Text segment —
################
In Illumina/happyR: Load hap.py results into R

knitr::opts_chunk$set(
  collapse = TRUE,
  cache = FALSE,
  comment = "#>")

One of the features of hap.py is the ability to produce TP, FP and FN counts in specific genomic subsets, as specified by the user. This opens up the possibility to compare performance metrics across genomic loci, as well as across analysis groups. However, replicate variability and variable subset sizes pose a challenge when interpreting these type of results. E.g. if we observe the counts from the table below in 4 different replicates, can we confidently claim that there is a difference in recall across conditions for subset A? And can we say that there is a difference across subsets for condition 2?

| SUBSET | TP.CONDITION_1 | TP.CONDITION_2 | TRUTH.TOTAL | |--------|----------------|----------------|-------------| | A | 81,82,82,82 | 74,75,76,75 | 82 | | B | 2,2,2,2 | 2,2,2,2 | 2 |

In this vignette we will descibe a method to calculate credible intervals for stratified counts that takes into account the challenges stated above. In particular, we will be comparing stratified recall between a set of PCR-Free vs. Nano builds from NA12878.

Set up

library(happyR)
library(tidyverse)
theme_set(theme_minimal())
set.seed(42)

## helper functions for HDI calculation
# source("stratified_counts_util.R")

Obtaining stratified counts

We will be relying on a pre-processed dataset that we have generated by running hap.py on VCFs from BaseSpace Data Central - "NovaSeq S2: TruSeq PCR-Free 350 (Replicates of NA12878)" and "NovaSeq S2: TruSeq Nano 550 - (Replicates of NA12878)":

hap.py ${TRUTH_VCF} ${QUERY_VCF} -o ${OUTPUT_PREFIX} -f ${CONFIDENT_REGIONS} \
    --threads 40 --write-counts --reference ${REF} \
    --stratification ${STRATIFICATION_CONFIG} \
    --roc QUAL --roc-filter LowQual --no-json

The example dataset consists of a set of replicates for NA12878, sequenced on NovaSeq S2 and analysed using WGSv8. 5 of the replicates have been processed using TruSeq PCR-Free, and 8 using Truseq Nano. Our goal will be to compare recall across both library preparation workflows, both at a genome-wide level, and across specific regions (coding exons in ACMG genes, high AT/GC regions and a repeat masker track). Note that, for speed reasons, we have focused our analyses on chr22, and have subsetted the truth VCF and stratification BEDs accordingly.
################
(Saved entries)
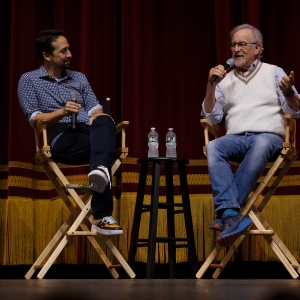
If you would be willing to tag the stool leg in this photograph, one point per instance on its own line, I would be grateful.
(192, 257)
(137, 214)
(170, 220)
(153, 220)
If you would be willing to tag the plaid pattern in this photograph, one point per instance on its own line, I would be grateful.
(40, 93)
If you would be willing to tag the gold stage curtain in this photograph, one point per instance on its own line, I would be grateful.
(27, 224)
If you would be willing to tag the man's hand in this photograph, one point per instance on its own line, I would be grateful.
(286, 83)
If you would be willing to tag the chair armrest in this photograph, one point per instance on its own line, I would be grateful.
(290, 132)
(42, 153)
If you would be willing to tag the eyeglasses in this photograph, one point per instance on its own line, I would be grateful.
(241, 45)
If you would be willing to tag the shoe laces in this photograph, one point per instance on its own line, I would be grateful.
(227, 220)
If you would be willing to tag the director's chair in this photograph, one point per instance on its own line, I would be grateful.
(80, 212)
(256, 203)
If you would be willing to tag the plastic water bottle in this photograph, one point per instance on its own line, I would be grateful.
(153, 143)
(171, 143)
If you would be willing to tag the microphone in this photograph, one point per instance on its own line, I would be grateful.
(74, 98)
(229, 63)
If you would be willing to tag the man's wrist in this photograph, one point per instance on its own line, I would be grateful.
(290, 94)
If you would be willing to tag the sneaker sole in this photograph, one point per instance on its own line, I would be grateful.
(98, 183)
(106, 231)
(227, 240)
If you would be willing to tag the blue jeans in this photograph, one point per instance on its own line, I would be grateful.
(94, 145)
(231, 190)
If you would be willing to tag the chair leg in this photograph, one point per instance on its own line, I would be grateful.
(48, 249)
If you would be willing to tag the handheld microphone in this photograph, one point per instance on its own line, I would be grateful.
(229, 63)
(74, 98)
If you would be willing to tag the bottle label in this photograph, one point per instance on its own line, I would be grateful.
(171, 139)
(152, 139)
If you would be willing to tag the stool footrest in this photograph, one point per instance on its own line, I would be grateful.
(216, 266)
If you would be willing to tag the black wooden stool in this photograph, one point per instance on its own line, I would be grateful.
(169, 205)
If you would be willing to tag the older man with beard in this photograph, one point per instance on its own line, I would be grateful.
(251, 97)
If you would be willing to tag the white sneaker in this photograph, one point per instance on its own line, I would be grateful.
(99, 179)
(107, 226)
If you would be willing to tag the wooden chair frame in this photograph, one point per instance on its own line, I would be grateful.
################
List of tasks —
a) Render this sentence from the happyR vignette in Spanish: "This opens up the possibility to compare performance metrics across genomic loci, as well as across analysis groups."
b) Reproduce the happyR vignette word for word from "The example dataset" up to and including "stratification BEDs accordingly.".
This material comes from a source separate from the happyR vignette.

Exercise results —
a) Esto abre la posibilidad de comparar métricas de rendimiento entre loci genómicos, así como entre grupos de análisis.

b)
The example dataset consists of a set of replicates for NA12878, sequenced on NovaSeq S2 and analysed using WGSv8. 5 of the replicates have been processed using TruSeq PCR-Free, and 8 using Truseq Nano. Our goal will be to compare recall across both library preparation workflows, both at a genome-wide level, and across specific regions (coding exons in ACMG genes, high AT/GC regions and a repeat masker track). Note that, for speed reasons, we have focused our analyses on chr22, and have subsetted the truth VCF and stratification BEDs accordingly.